Cankerjev dom – Monday evening Dani De Morón - '21' will be bringing flamenco guitar accompanied by voices and dance. Tuesday it’s then Drago Ivanuša “Dviganje Glasu” and Leïla Martial “Baa Box”.

Kino Šiška – Wednesday, 20:00, the Igor Matković Quintet will be playing jazz to celebrate the release of a new album. Same time, next day, the stage will be occupied by the Austrian group Elektro Guzzi playing live techno, followed by a DJ set from Alleged Witches.

Klub Gromka – Thursday evening there’s Bernays Propaganda, Xaxaxa, 21 Vek, My Tear, and Vasko Atanasoski.

Ljubljana Castle – Friday, 21:00, Jazz at the Castle has The Dukes of Prunes playing the music of Frank Zappa.

******************************

## [Exercises]
**1.** List every venue named in the concert listing.
**2.** Return the part of the concert listing from "Kino Šiška – Wednesday, 20:00, the" up to and including "from Alleged Witches.".
**3.** According to the concert listing, whose music will The Dukes of Prunes play at Ljubljana Castle?

Stored items:
******************************

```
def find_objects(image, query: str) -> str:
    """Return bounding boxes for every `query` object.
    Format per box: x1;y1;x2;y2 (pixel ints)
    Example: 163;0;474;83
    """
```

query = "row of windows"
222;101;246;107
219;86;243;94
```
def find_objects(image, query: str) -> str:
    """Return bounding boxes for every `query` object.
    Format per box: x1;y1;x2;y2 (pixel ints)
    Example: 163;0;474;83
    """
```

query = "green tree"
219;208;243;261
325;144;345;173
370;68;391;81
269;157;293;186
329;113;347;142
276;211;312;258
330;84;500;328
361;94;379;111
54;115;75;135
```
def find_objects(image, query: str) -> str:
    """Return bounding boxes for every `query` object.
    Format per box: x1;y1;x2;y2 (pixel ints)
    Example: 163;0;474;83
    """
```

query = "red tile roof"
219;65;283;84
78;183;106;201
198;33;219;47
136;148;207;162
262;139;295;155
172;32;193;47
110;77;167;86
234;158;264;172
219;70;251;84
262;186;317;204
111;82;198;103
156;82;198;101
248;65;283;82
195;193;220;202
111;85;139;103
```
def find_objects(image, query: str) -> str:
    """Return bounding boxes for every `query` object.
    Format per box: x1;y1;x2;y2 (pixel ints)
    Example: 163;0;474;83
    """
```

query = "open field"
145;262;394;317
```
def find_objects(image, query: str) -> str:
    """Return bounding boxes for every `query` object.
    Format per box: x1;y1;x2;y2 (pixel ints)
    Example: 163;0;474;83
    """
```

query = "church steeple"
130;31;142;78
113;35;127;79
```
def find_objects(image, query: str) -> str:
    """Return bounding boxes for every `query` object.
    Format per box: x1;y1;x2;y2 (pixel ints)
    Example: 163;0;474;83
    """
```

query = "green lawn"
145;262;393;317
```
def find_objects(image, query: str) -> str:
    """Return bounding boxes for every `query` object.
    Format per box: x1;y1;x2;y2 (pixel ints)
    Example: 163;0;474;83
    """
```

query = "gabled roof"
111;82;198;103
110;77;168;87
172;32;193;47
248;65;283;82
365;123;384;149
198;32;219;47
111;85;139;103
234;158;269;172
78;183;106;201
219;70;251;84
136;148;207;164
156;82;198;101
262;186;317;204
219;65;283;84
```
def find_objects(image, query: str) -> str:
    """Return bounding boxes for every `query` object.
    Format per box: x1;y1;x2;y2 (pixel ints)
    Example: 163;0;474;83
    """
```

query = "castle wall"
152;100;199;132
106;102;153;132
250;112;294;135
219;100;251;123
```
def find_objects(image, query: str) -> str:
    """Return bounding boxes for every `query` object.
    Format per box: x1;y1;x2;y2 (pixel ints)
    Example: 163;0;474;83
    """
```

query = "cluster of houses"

******************************

## [Answers to each task]
**1.**
Cankerjev dom
Kino Šiška
Klub Gromka
Ljubljana Castle

**2.**
Kino Šiška – Wednesday, 20:00, the Igor Matković Quintet will be playing jazz to celebrate the release of a new album. Same time, next day, the stage will be occupied by the Austrian group Elektro Guzzi playing live techno, followed by a DJ set from Alleged Witches.

**3.** Frank Zappa's